━━ Data provided
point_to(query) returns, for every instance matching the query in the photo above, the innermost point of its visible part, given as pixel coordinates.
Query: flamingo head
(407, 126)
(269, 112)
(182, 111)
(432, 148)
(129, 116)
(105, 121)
━━━━
The answer must be the full listing, returned exactly as given.

point_to(query) returns, for every instance matching the query in the photo above, the innermost point of its visible part, given as pixel coordinates.
Query: flamingo head
(407, 126)
(269, 112)
(182, 111)
(432, 148)
(129, 116)
(105, 121)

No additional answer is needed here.